EXERCISE REQUIREMENTS
Would you please set down, word for word, the lines from the one with "parked car row" through the final line of the data below, omitting any pictures?

[Stored data entries]
__________

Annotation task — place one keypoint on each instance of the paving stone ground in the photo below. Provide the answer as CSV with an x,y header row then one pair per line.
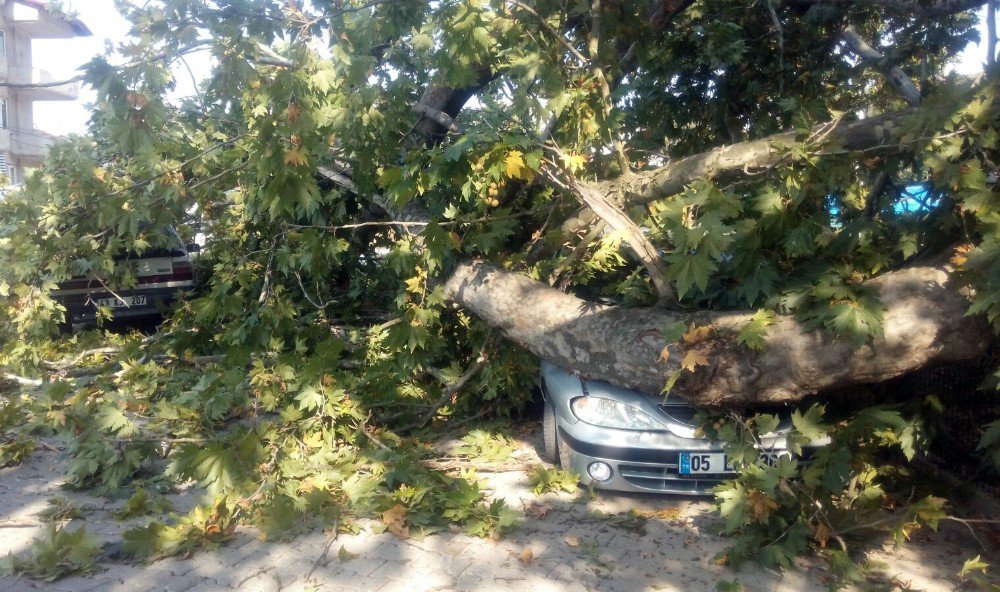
x,y
571,549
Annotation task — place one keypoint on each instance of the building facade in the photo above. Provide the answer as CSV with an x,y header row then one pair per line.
x,y
22,146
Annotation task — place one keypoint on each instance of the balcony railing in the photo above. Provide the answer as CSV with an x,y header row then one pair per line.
x,y
44,89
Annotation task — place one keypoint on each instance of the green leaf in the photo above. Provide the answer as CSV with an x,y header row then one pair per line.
x,y
689,270
754,333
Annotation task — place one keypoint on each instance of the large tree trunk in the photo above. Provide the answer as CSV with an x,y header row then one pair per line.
x,y
924,323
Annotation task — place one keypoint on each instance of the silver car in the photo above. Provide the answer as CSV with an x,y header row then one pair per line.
x,y
624,440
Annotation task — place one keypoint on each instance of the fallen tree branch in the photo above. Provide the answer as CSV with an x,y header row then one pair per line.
x,y
871,57
924,322
867,134
21,380
630,231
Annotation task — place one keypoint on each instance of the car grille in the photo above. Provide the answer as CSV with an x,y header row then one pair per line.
x,y
664,477
682,414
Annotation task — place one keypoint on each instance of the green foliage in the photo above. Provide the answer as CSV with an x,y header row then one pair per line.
x,y
292,383
833,491
754,332
204,527
15,445
544,479
59,552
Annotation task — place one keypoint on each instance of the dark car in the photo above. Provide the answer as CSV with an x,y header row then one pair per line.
x,y
161,273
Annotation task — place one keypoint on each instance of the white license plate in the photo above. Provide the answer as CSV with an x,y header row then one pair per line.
x,y
711,463
125,302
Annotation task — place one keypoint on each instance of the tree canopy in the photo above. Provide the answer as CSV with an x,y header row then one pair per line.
x,y
404,203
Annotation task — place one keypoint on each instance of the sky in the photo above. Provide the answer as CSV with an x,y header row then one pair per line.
x,y
63,58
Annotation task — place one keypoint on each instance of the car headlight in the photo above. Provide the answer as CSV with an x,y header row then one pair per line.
x,y
609,413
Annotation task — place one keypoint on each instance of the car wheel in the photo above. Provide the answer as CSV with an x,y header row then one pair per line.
x,y
550,437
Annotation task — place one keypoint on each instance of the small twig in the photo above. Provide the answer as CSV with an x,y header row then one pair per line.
x,y
781,45
21,380
551,30
265,289
326,549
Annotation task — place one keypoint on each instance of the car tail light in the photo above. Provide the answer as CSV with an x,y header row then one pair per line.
x,y
183,271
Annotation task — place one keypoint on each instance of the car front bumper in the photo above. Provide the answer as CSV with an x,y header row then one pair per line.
x,y
80,308
642,461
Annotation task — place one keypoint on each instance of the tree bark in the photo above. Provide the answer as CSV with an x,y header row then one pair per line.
x,y
926,8
670,179
924,323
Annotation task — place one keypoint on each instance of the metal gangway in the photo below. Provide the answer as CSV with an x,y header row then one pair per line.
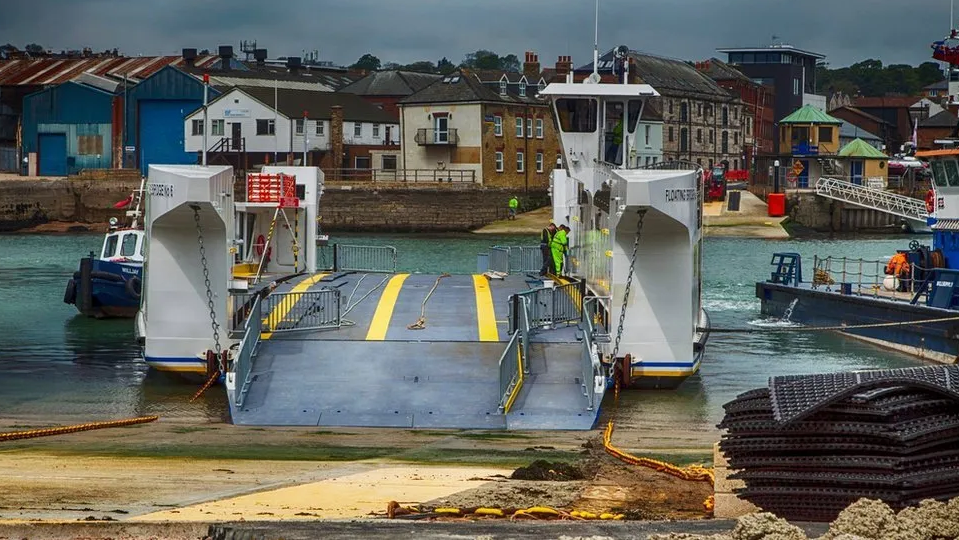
x,y
872,198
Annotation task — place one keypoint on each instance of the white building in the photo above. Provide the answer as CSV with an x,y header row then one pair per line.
x,y
268,120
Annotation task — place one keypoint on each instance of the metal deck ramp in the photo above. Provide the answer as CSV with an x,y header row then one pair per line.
x,y
370,367
873,199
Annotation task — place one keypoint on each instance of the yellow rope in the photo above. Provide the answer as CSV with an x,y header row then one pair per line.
x,y
34,433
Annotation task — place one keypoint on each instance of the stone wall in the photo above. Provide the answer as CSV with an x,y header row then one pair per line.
x,y
84,199
410,209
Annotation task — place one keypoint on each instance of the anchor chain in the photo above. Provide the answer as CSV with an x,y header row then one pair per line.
x,y
629,282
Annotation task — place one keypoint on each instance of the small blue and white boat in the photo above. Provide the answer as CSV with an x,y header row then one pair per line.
x,y
109,284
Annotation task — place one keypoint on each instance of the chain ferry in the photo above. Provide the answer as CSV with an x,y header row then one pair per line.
x,y
240,286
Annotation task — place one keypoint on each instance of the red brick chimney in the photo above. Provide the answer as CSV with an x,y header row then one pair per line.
x,y
564,65
336,140
531,67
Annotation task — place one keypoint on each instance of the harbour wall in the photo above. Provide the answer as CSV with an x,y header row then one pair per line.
x,y
86,201
826,215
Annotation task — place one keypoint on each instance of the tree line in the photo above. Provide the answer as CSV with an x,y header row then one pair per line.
x,y
870,78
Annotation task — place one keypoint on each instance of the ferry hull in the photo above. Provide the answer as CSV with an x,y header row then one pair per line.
x,y
933,341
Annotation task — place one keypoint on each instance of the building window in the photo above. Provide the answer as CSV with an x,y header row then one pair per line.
x,y
825,134
265,127
389,163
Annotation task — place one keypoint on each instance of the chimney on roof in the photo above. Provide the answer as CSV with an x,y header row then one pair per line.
x,y
564,65
226,55
189,56
531,67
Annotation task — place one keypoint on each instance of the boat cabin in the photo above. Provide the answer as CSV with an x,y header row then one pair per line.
x,y
124,245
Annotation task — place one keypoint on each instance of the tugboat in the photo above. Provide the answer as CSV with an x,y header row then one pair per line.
x,y
108,284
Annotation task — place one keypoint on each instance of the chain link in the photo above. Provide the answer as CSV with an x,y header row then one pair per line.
x,y
206,281
629,283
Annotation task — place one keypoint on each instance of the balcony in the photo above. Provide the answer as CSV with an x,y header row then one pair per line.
x,y
435,137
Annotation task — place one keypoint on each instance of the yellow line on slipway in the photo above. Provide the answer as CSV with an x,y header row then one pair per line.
x,y
283,308
485,315
384,310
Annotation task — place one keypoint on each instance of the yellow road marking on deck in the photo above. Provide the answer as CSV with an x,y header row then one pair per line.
x,y
281,310
384,310
485,314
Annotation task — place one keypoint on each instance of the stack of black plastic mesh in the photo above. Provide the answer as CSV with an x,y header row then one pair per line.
x,y
808,446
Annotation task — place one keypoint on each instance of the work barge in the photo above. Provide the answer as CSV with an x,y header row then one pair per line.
x,y
306,332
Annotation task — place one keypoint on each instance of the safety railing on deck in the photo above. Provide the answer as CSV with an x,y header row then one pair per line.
x,y
510,259
347,258
863,277
307,310
243,364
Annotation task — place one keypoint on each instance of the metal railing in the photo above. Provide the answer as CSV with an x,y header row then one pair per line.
x,y
862,277
511,373
509,259
402,176
350,258
547,307
307,310
243,364
875,199
432,136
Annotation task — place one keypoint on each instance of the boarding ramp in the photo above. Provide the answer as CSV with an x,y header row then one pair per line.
x,y
385,360
872,198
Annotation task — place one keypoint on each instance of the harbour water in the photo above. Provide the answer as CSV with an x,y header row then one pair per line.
x,y
60,367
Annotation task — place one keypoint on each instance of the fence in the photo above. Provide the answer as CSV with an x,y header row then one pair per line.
x,y
863,277
308,310
508,259
243,364
347,258
403,176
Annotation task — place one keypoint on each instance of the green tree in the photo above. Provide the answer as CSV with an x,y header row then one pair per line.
x,y
367,62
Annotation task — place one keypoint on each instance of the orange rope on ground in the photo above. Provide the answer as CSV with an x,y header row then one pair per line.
x,y
34,433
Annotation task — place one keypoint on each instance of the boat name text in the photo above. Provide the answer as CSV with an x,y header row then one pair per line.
x,y
681,195
161,190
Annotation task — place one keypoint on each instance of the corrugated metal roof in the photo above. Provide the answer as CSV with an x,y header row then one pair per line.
x,y
50,71
807,114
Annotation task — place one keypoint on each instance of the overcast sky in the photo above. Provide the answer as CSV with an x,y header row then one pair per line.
x,y
404,31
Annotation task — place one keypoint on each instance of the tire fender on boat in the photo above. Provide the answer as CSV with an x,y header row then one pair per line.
x,y
70,295
134,287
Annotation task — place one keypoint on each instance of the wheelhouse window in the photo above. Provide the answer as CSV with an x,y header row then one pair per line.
x,y
577,115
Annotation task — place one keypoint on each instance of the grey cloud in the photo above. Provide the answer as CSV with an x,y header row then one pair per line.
x,y
846,31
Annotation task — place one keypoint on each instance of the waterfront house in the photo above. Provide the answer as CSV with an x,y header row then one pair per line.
x,y
812,138
461,130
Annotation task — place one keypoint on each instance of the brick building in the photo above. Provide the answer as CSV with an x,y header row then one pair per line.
x,y
464,130
759,114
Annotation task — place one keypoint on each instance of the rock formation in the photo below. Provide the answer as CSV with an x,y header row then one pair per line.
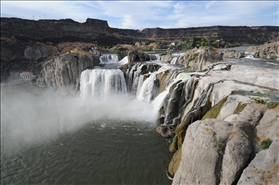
x,y
267,50
62,73
18,36
219,118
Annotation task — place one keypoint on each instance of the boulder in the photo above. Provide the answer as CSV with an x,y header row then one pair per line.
x,y
264,168
227,145
62,73
233,54
267,50
36,52
268,128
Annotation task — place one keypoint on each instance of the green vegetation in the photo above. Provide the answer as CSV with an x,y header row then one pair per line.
x,y
219,145
146,49
239,108
214,111
265,144
189,69
272,104
118,52
273,57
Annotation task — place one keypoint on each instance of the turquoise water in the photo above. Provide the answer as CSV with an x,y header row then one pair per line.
x,y
45,140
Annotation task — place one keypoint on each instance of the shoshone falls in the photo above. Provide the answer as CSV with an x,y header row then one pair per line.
x,y
216,119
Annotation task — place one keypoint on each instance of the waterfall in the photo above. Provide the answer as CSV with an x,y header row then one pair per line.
x,y
147,91
249,56
173,60
124,61
102,83
149,87
108,59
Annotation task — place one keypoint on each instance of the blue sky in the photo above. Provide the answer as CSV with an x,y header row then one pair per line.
x,y
150,14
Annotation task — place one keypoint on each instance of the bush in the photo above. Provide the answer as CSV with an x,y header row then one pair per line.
x,y
219,145
118,52
265,144
272,104
273,57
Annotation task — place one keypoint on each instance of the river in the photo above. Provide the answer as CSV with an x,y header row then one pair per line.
x,y
46,141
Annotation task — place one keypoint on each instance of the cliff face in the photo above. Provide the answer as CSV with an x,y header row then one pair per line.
x,y
98,31
240,34
55,37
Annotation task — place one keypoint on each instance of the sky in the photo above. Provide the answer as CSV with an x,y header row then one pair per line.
x,y
150,14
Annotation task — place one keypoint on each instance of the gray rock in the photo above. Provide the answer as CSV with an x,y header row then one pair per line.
x,y
62,73
233,54
227,145
36,52
268,128
264,167
200,161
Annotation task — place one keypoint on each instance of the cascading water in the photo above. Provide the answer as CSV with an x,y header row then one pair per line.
x,y
173,60
108,59
102,83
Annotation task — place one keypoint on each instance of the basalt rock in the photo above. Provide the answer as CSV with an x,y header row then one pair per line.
x,y
62,73
228,148
267,50
233,53
136,56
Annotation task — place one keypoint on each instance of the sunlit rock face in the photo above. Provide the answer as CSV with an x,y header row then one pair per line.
x,y
216,114
62,73
267,50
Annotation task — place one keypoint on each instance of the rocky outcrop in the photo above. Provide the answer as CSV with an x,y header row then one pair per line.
x,y
267,50
166,58
228,148
264,168
233,53
62,73
199,59
136,56
18,36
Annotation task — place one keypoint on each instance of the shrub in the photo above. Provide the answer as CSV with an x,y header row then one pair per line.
x,y
219,145
265,144
118,52
272,104
273,57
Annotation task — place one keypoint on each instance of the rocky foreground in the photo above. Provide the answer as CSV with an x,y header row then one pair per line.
x,y
222,118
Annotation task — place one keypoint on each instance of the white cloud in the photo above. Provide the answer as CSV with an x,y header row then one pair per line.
x,y
150,14
208,5
127,22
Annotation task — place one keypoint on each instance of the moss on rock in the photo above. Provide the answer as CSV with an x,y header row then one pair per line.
x,y
214,111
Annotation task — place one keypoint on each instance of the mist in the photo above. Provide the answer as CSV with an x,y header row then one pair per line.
x,y
31,115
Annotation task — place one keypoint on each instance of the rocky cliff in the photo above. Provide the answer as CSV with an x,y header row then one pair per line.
x,y
22,38
223,122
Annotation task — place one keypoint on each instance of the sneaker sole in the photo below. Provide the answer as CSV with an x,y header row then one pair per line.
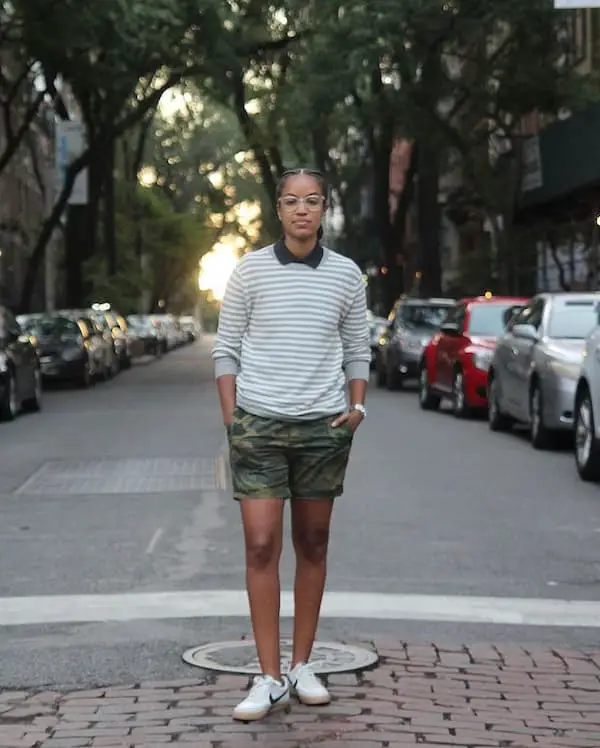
x,y
256,716
313,700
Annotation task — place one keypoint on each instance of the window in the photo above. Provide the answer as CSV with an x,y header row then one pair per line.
x,y
531,314
422,315
488,320
10,323
573,320
58,327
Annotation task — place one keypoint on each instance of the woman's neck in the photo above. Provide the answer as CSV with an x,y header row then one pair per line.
x,y
301,247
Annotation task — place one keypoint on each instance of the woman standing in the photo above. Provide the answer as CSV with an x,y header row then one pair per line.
x,y
292,364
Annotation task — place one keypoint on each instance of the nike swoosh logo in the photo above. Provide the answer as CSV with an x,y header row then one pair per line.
x,y
274,701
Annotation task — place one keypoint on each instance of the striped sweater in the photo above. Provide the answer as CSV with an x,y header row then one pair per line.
x,y
292,332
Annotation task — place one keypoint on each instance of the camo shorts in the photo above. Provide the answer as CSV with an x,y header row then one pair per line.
x,y
287,459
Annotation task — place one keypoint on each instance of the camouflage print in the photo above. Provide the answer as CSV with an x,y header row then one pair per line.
x,y
287,459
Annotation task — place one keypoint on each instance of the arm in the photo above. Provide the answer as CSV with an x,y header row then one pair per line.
x,y
226,353
355,343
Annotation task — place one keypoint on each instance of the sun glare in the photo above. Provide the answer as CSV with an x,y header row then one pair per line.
x,y
216,266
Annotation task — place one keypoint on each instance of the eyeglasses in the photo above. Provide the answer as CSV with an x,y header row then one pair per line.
x,y
312,203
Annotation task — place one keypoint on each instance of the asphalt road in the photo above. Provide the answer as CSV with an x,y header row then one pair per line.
x,y
120,489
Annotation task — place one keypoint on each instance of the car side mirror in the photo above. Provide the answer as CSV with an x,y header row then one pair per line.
x,y
528,332
450,329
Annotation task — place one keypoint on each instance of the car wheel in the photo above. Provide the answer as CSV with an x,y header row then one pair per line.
x,y
85,379
395,380
380,376
587,444
541,437
34,403
461,407
9,405
427,399
497,420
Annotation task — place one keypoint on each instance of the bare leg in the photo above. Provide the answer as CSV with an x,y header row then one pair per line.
x,y
263,529
310,532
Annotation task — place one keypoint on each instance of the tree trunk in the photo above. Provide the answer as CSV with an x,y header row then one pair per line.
x,y
110,231
429,219
34,262
81,236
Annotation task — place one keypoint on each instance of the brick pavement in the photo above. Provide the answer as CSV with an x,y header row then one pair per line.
x,y
472,696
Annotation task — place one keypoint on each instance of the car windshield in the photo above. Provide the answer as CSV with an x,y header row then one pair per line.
x,y
421,315
57,327
488,320
142,323
573,320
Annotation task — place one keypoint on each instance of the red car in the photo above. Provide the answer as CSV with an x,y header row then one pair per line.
x,y
455,363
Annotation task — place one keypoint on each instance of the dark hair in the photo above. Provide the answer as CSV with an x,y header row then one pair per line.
x,y
314,173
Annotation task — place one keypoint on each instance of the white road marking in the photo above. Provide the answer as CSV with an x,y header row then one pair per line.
x,y
47,609
154,541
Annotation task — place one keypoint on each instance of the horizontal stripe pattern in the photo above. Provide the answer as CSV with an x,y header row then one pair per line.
x,y
293,334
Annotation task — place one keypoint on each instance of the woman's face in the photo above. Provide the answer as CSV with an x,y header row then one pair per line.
x,y
301,206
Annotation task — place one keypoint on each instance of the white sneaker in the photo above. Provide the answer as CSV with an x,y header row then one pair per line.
x,y
307,687
266,695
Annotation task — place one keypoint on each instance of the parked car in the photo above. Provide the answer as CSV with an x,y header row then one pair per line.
x,y
411,325
377,326
147,331
20,377
455,363
108,321
103,362
190,327
587,410
69,349
534,373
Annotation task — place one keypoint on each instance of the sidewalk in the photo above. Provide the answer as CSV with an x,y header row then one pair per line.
x,y
483,695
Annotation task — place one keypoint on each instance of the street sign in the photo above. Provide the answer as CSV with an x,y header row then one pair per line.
x,y
575,4
70,144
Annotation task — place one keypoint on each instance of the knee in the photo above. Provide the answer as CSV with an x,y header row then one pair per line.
x,y
262,551
311,545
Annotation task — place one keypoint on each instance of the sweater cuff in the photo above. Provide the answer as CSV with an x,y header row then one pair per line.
x,y
357,370
225,365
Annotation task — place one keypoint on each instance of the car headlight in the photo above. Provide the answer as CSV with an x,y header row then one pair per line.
x,y
482,358
71,354
564,369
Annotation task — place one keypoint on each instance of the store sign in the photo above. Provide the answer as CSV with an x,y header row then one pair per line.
x,y
532,176
70,144
575,4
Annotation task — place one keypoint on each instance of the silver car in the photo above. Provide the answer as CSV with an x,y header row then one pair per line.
x,y
587,411
534,372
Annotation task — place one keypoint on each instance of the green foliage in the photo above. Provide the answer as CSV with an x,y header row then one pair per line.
x,y
160,248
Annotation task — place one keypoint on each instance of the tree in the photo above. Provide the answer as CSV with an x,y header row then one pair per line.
x,y
103,52
360,76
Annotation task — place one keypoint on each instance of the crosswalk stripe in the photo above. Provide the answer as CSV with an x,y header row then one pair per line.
x,y
49,609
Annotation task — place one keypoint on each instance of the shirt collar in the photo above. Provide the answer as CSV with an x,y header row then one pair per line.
x,y
285,257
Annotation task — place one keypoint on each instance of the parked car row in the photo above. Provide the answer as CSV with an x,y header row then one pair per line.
x,y
80,346
533,361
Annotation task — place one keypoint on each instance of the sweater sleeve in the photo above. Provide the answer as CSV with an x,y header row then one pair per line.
x,y
233,321
355,335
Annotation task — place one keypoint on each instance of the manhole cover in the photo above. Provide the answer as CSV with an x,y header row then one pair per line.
x,y
240,657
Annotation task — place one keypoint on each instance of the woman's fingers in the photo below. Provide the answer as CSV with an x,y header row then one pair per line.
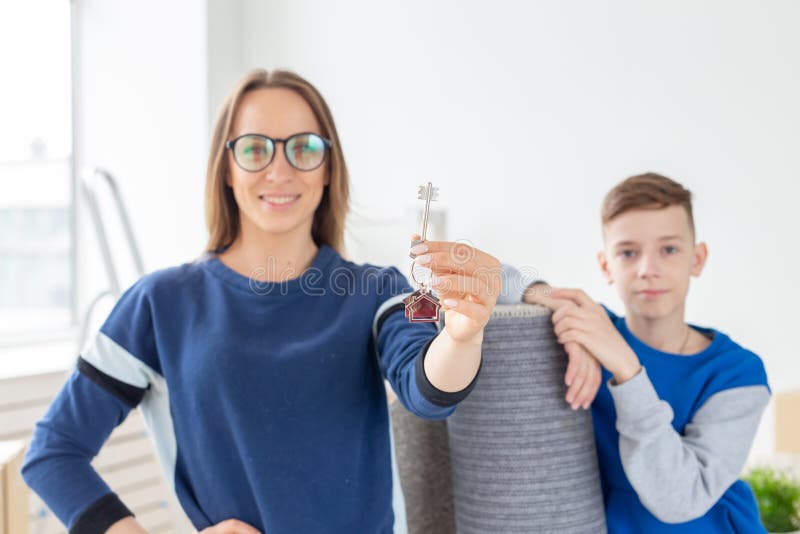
x,y
459,286
456,257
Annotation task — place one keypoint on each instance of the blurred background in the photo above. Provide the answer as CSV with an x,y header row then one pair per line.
x,y
523,113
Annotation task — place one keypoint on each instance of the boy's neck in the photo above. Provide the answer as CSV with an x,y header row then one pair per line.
x,y
667,334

__________

EXPECTED ANSWER
Annotation task — place one keypoint on each instance of the parked car row in the photo above. Provide the answer as CSV with an x,y header row then one pair per line.
x,y
80,346
533,361
Annotation task — place one keypoint on each instance of the sweater sleeve in the photo above. Provide the answer as CSV with an x,y header row then one pair per line.
x,y
233,321
355,335
Annotation task — place one keypoint on each instance of the manhole cover in the photo above. Provide the answer as CSV with an x,y header row then one pair per line.
x,y
240,657
Annotation task — place one keypoint on each instance of the woman's fingers in the photo below. Provide the answer as CSV with an x,y header row then one pair per line.
x,y
459,286
456,257
Annotation task — place one keypoint on each instance of the blurred background in the photo above. Provide the answer as CSV with an x,y header row then one pair per line.
x,y
523,113
Annotation task — place one keypoint on each instance of the boy's neck in the photo above. Provide the answer as CSV with an x,y header row then one pair per line.
x,y
667,334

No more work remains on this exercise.